▶ _WHAT YOU ARE ASKED TO DO_: All entries are to be reproduced exactly; the pictures are to be omitted.

▶ _SOURCE MATERIAL_:
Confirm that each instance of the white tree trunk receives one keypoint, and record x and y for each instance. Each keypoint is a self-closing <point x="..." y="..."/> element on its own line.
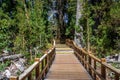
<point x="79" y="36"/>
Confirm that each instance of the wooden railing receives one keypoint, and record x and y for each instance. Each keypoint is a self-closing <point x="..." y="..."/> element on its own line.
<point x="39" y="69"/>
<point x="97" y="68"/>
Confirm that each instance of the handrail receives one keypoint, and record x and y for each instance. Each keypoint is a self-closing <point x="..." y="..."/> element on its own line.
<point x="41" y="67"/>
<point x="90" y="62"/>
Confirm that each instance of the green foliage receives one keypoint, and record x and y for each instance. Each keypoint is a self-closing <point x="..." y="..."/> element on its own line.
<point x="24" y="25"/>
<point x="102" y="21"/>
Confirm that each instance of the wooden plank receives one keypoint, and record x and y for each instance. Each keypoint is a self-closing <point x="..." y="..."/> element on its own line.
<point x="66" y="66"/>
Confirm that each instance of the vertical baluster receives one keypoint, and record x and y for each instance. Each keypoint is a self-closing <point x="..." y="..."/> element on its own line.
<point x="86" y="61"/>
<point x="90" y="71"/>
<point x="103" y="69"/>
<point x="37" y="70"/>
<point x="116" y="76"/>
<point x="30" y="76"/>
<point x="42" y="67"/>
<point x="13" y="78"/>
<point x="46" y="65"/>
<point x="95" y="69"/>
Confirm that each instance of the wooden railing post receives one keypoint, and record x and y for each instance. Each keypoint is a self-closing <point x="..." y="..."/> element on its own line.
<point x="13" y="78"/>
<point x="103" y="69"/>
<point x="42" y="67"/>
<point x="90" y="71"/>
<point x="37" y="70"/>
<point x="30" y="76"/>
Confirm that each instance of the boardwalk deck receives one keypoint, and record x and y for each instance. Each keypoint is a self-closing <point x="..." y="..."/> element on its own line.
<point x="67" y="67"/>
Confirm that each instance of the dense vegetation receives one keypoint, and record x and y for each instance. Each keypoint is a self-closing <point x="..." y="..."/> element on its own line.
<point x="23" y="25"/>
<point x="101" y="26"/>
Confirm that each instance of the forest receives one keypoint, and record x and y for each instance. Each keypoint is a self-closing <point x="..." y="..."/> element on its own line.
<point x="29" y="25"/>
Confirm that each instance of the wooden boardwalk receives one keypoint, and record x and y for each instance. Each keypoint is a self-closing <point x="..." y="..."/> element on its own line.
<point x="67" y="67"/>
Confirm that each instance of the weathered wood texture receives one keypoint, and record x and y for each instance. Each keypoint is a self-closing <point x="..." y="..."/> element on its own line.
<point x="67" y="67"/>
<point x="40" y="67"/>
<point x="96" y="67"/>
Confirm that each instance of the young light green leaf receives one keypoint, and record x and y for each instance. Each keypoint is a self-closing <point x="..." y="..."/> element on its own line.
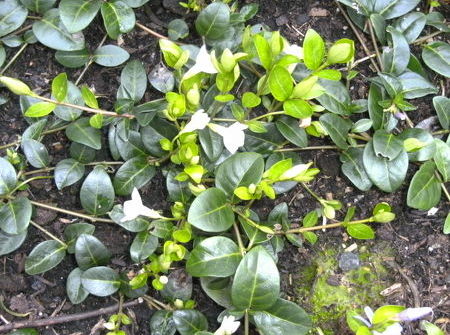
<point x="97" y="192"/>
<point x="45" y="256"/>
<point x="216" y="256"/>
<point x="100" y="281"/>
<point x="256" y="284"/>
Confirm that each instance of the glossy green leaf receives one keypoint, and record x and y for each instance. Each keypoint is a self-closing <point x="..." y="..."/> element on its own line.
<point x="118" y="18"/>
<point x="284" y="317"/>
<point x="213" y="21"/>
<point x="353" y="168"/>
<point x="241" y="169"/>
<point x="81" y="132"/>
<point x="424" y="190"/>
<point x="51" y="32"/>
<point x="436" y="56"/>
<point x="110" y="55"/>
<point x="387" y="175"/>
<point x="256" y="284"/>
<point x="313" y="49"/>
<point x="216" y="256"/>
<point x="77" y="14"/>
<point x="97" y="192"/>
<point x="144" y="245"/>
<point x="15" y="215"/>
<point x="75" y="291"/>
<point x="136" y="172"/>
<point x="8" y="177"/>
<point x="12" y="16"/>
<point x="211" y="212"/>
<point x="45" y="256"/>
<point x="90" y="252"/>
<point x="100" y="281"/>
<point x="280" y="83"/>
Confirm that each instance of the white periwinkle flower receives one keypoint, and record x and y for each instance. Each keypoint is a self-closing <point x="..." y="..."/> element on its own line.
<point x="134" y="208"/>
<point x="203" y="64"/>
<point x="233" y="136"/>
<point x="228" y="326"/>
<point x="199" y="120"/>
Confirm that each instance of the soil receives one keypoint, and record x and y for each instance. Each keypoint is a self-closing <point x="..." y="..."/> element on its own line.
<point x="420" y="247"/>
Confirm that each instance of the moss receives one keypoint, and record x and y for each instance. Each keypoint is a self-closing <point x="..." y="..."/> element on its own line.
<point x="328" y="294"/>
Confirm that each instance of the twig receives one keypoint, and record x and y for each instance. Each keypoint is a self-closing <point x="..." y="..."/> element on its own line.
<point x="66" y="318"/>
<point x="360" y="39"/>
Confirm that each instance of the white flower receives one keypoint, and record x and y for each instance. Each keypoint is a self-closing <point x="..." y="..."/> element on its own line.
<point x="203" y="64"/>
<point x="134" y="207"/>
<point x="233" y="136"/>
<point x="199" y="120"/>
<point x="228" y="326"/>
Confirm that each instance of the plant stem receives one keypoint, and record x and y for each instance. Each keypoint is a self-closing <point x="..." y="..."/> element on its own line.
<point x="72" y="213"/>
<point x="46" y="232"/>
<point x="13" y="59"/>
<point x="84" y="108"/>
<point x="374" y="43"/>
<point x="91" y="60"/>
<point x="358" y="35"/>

▶ _TASK OUTPUT_:
Confirm that each instance of the white tree trunk receives one keypoint, and record x and y for each instance. Each keypoint is a self-closing <point x="..." y="..."/> element on its own line.
<point x="79" y="36"/>
Confirm that each instance of the wooden railing receives one keypoint, and record x and y for each instance. Each keypoint is a self-closing <point x="..." y="..."/> element on its own line.
<point x="39" y="69"/>
<point x="97" y="68"/>
Confirm that each instance of the handrail receives one keypoint, and record x and y for each instance. Each keypoint is a self-closing <point x="..." y="..."/> element on its own line.
<point x="41" y="67"/>
<point x="90" y="62"/>
Confirm that each instance of the green foliage receives one keypoint, and record x and y for each instance. Each keypoint is a self-closing <point x="..." y="..."/> element on its own line.
<point x="24" y="25"/>
<point x="102" y="21"/>
Confirm that each instance of the wooden plank receives one keypoint, and record x and y for each instance. Each keypoint is a self-closing <point x="..." y="..."/> element on its own line.
<point x="66" y="66"/>
Confirm that each instance of the vertical baluster receives one keypoint, and record x and y for each instance. Each keypoint is a self-closing <point x="..." y="..."/> element on its own line.
<point x="86" y="61"/>
<point x="90" y="71"/>
<point x="103" y="69"/>
<point x="37" y="70"/>
<point x="116" y="76"/>
<point x="30" y="76"/>
<point x="42" y="67"/>
<point x="13" y="78"/>
<point x="46" y="65"/>
<point x="95" y="69"/>
Confirm that each instance of the wooden railing post receives one keypoint, and record x and y for each instance. Each keypoint is a self-closing <point x="..." y="..."/> element on its own line.
<point x="13" y="78"/>
<point x="103" y="69"/>
<point x="42" y="67"/>
<point x="90" y="71"/>
<point x="37" y="70"/>
<point x="30" y="76"/>
Confirm that each instance of the boardwalk deck receives one keypoint, and record x and y for each instance. Each keypoint is a self-closing <point x="..." y="..."/> element on its own line.
<point x="67" y="67"/>
Confirm that each instance of the dense vegetation receives one keypoint, and record x and y for each instance. Each keypoint is a self-closing <point x="..." y="..."/> element on its own line.
<point x="23" y="25"/>
<point x="101" y="26"/>
Confirm that each instance of the forest receives one keypoint, and record x and y for each instance. Each keypoint is a self-closing <point x="..." y="..."/> element on its own line.
<point x="29" y="25"/>
Confirm that each instance of the wooden boardwalk receives one keypoint, and record x and y for each instance. Each keypoint is a self-closing <point x="..." y="..."/> element on its own line.
<point x="67" y="67"/>
Confirm that each instance of the weathered wood texture receives one keypoint, and record x and y for each instance. Each keypoint is a self-closing <point x="..." y="..."/> element on its own line.
<point x="67" y="67"/>
<point x="40" y="67"/>
<point x="96" y="67"/>
Confirm that each instance of the young light green leaf receives one keypoint, and record x and y for each instance. Each keypoint is a self-closing <point x="..." y="..."/> element on its own line.
<point x="97" y="192"/>
<point x="45" y="256"/>
<point x="216" y="256"/>
<point x="100" y="281"/>
<point x="256" y="284"/>
Confirm that each instance of the glossy green leaf receives one keypoint, and record x and y for each instance. Each keypoint is a self-closing <point x="..." y="..."/> element on its own line.
<point x="118" y="18"/>
<point x="284" y="317"/>
<point x="213" y="21"/>
<point x="353" y="168"/>
<point x="241" y="169"/>
<point x="81" y="132"/>
<point x="424" y="190"/>
<point x="51" y="32"/>
<point x="436" y="56"/>
<point x="110" y="55"/>
<point x="387" y="175"/>
<point x="256" y="284"/>
<point x="313" y="49"/>
<point x="216" y="256"/>
<point x="77" y="14"/>
<point x="97" y="192"/>
<point x="144" y="245"/>
<point x="15" y="215"/>
<point x="75" y="291"/>
<point x="136" y="172"/>
<point x="8" y="177"/>
<point x="12" y="16"/>
<point x="211" y="212"/>
<point x="45" y="256"/>
<point x="90" y="252"/>
<point x="100" y="281"/>
<point x="280" y="83"/>
Confirm that each instance of the white periwinkle flower receives one keypoint, and record x and y for each instance. Each keypoint is a self-closing <point x="..." y="..."/> element on its own line.
<point x="134" y="208"/>
<point x="203" y="64"/>
<point x="233" y="136"/>
<point x="228" y="326"/>
<point x="199" y="120"/>
Confirm that each instance of the soil receives one keypoint, and record x and y for each instance. Each keypoint is a self-closing <point x="..." y="..."/> element on its own line.
<point x="420" y="247"/>
Confirm that each instance of the moss receives one keypoint, and record x and y for each instance. Each keypoint is a self-closing <point x="..." y="..."/> element on its own line.
<point x="328" y="294"/>
Confirm that each instance of the twig receives one keypoint, and record x and y for each instance. Each keypoint is a self-closing <point x="..." y="..."/> element on its own line.
<point x="66" y="318"/>
<point x="360" y="39"/>
Confirm that each instance of the white flower receives one keypoint, and record x and y for each instance. Each keypoint is a self-closing <point x="..." y="..."/> element on its own line.
<point x="203" y="64"/>
<point x="134" y="207"/>
<point x="233" y="136"/>
<point x="199" y="120"/>
<point x="228" y="326"/>
Confirm that each instance of the plant stem receives one keypoint, and record x and y for each instance. Each keypoint is a self-closing <point x="..." y="..."/> element on its own line.
<point x="72" y="213"/>
<point x="46" y="232"/>
<point x="13" y="59"/>
<point x="84" y="108"/>
<point x="374" y="43"/>
<point x="91" y="60"/>
<point x="358" y="35"/>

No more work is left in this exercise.